# [DATASET ENTRIES]
--------------------------------
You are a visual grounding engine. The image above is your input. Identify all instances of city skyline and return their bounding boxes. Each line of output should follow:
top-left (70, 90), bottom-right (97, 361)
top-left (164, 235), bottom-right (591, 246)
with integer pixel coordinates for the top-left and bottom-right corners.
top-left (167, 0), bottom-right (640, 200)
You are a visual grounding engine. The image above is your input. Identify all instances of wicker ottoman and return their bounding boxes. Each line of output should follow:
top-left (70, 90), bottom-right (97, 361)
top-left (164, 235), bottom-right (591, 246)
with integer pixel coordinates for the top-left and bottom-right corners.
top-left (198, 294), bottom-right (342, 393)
--------------------------------
# [WHAT THE TASK REQUIRES]
Swap "visual grounding engine" for "object locator" throughout the entries above, and write out all of their lines again with nothing else changed.

# [FINAL RESULT]
You are a object locator. The image above is your input. Identify all instances of city skyline and return their bounding boxes. Each line of output should follow:
top-left (70, 90), bottom-right (97, 361)
top-left (164, 235), bottom-right (591, 246)
with integer pixel coordinates for the top-left and bottom-right corners.
top-left (167, 0), bottom-right (640, 200)
You are a object locator. The image above is your input. Identify all instances of wicker ottoman and return their bounding boxes. Each line of output should follow:
top-left (70, 90), bottom-right (97, 361)
top-left (164, 235), bottom-right (591, 246)
with integer pixel coordinates for the top-left and bottom-right corners.
top-left (198, 294), bottom-right (342, 393)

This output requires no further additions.